Extrait choisi →
►

Puisque le monde s’en mêle (ce qui par ailleurs n’est pas le cas pour tous les conflits), puisque la majorité jusque dans les universités des plus grandes nations semble soutenir la cause palestinienne, pourquoi rien n’a humainement été fait ? Pourquoi a-t-on laissé s’enliser pendant plus de 300 jours une situation où pas un jour ne passe sans que des civils palestiniens ne meurent et que des otages israéliens soient torturés ou déjà morts ? Quelle hypocrisie. Quelle dérive morale. Quelle lâcheté. Répondre à ces questions avec honnêteté ouvrirait une conversation que personne n’a le courage d’avoir.
Alors parlons de courage. Parlons de tous les juifs qui, d’où qu’ils vivent, ont pris le premier vol pour Israël pour venir aider et défendre leur terre, chacun à sa manière, chacun avec ses propres moyens. Parlons de l’honneur et du respect que les israéliens confèrent à celles et ceux qui se battent et meurent pour eux. Chaque nom est mentionné, chaque mémoire est célébrée. Même si les avis diffèrent et varient, même s’il y a des doutes et des désaccords, il y a malgré tout une unification de la communauté israélienne face à l’adversité, face à la haine. Chaque vie est importante. Le vivant est important. Chaque otage est important. Chaque visage est important.
Je suis mariée à un juif, à une famille juive pas vraiment pratiquante ni observante. Il y a des gens dans cette même famille qui nous ont rejeté car je ne suis pas juive. Il y a des gens dont je me croyais proches en termes de valeurs qui s’avèrent être parfaitement antisémites, dans le déni absolu qui plus est. Il y a le fait qu’après le 7 octobre, nous avons contacté beaucoup de personnes que nous connaissons pour leur montrer que nous sommes unis, par le cœur, par la pensée. Il y a le fait que personne de non juif nous a appelé. Il y a le fait que mon beau-père et ma belle-mère ont commencé à avoir peur d’aller à Londres certains jours. Il y a le fait que quand je parle de tout cela, quand j’écris, je le sens dans mes tripes, je sens une révolte inouïe en moi, une furie de dégoût pour cet engouement et ce soutien envers un mouvement qui appelle une fois encore et sans pudeur à l’extermination.

◄

Lignes fournies →
►

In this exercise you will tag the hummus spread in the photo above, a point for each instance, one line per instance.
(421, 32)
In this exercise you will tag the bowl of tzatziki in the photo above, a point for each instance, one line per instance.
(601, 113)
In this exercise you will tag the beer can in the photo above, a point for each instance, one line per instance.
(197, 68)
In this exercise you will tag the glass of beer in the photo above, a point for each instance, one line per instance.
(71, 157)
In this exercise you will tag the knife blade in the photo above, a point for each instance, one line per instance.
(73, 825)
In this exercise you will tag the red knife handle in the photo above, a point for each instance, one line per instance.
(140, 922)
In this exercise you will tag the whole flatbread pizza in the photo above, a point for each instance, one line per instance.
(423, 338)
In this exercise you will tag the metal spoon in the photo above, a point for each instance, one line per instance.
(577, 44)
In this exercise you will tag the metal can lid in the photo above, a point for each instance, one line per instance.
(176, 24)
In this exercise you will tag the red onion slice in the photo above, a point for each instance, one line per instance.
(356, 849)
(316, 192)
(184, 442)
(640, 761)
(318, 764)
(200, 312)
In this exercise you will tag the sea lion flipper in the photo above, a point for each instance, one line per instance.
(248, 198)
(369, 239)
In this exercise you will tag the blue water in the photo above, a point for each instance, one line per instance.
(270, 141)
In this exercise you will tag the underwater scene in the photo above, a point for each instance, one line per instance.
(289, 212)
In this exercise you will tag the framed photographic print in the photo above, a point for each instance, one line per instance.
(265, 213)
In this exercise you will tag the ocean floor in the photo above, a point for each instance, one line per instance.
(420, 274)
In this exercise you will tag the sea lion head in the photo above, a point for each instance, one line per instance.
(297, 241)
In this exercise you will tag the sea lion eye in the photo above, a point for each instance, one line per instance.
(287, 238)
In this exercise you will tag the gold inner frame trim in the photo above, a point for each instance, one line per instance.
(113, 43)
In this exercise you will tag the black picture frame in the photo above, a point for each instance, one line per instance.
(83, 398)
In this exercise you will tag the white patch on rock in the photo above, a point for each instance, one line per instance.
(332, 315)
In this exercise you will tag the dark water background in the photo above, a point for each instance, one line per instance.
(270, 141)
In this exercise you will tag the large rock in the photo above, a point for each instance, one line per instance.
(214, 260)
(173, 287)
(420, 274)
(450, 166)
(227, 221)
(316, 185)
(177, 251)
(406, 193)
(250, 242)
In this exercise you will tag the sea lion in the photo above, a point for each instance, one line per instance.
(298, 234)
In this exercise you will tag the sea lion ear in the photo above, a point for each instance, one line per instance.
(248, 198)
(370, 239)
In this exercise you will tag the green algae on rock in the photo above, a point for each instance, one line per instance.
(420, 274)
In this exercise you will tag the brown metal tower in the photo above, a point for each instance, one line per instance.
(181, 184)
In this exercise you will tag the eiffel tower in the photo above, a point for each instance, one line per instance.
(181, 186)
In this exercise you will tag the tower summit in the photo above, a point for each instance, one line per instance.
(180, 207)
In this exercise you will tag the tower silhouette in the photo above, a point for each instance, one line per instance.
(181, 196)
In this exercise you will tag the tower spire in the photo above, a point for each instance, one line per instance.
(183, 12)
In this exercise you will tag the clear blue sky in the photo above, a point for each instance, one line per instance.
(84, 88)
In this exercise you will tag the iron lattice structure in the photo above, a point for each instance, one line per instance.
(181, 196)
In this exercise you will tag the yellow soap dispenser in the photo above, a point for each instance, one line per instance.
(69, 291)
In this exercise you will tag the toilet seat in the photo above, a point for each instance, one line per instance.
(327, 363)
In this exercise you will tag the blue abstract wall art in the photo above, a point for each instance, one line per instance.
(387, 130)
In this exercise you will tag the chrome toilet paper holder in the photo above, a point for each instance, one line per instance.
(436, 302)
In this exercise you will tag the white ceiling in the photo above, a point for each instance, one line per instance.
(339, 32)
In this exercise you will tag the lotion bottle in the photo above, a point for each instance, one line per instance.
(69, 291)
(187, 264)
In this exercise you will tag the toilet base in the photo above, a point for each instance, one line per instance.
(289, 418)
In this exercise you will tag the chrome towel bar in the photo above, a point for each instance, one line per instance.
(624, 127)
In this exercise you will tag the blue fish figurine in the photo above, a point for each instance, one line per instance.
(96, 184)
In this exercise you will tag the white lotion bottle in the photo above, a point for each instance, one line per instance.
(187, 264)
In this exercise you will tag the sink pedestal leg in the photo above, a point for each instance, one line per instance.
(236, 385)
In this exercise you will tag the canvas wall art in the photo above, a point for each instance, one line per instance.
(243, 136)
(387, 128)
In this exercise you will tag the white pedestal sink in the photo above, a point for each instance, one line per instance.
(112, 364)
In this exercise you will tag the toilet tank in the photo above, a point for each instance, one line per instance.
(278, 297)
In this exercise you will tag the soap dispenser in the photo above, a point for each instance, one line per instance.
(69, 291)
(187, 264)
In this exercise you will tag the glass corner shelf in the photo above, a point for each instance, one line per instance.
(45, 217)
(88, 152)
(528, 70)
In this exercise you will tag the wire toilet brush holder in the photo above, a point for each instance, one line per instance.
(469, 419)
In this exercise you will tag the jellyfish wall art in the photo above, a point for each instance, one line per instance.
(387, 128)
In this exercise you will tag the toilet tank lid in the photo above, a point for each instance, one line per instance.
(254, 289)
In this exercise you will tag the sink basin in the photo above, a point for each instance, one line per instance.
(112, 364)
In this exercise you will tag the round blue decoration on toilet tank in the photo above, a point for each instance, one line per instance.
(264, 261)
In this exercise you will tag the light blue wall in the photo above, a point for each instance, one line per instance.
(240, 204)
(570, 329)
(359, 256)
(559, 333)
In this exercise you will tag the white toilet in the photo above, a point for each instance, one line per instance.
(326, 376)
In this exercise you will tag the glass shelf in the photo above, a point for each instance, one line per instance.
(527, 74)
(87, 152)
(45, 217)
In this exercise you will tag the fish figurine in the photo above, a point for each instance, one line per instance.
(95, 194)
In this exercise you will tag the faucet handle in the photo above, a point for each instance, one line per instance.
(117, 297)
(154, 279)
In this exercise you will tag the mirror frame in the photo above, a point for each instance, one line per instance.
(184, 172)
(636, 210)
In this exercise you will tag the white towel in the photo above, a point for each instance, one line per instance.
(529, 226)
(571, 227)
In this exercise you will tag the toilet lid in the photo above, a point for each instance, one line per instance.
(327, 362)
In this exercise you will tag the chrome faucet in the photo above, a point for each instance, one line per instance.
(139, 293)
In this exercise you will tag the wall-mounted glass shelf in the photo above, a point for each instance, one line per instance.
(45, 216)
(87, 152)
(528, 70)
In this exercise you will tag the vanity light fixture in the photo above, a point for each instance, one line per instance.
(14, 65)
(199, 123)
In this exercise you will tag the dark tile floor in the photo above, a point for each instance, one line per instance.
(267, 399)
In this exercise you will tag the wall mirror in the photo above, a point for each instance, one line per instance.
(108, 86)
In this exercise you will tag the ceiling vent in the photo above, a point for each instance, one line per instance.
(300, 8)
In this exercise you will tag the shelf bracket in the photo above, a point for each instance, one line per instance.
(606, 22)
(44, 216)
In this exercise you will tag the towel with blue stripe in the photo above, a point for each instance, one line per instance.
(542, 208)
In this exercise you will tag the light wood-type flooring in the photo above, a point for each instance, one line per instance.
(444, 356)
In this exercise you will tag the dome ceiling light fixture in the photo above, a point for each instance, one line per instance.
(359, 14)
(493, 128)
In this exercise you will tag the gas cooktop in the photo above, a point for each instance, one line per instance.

◄

Tâches à réaliser →
(a) Résumez l'extrait choisi en deux phrases.
(b) Recopiez fidèlement le passage de l'extrait choisi situé entre « Puisque le monde » et « le courage d’avoir. », ces deux bornes comprises.
(c) D'après l'extrait choisi, de quoi le beau-père et la belle-mère ont-ils commencé à avoir peur ?

Réponses dans l'ordre →
(a) Le texte reproche au monde, qui soutient largement la cause palestinienne, d'avoir laissé la situation s'enliser pendant plus de 300 jours, et salue le courage des juifs venus aider Israël ainsi que l'unité de la communauté israélienne face à la haine. Mariée à un juif, la personne qui écrit évoque le rejet d'une partie de la famille, l'antisémitisme de proches, le silence des non-juifs après le 7 octobre et la révolte que lui inspire le soutien à un mouvement appelant à l'extermination.

(b)
Puisque le monde s’en mêle (ce qui par ailleurs n’est pas le cas pour tous les conflits), puisque la majorité jusque dans les universités des plus grandes nations semble soutenir la cause palestinienne, pourquoi rien n’a humainement été fait ? Pourquoi a-t-on laissé s’enliser pendant plus de 300 jours une situation où pas un jour ne passe sans que des civils palestiniens ne meurent et que des otages israéliens soient torturés ou déjà morts ? Quelle hypocrisie. Quelle dérive morale. Quelle lâcheté. Répondre à ces questions avec honnêteté ouvrirait une conversation que personne n’a le courage d’avoir.

(c) D'aller à Londres certains jours.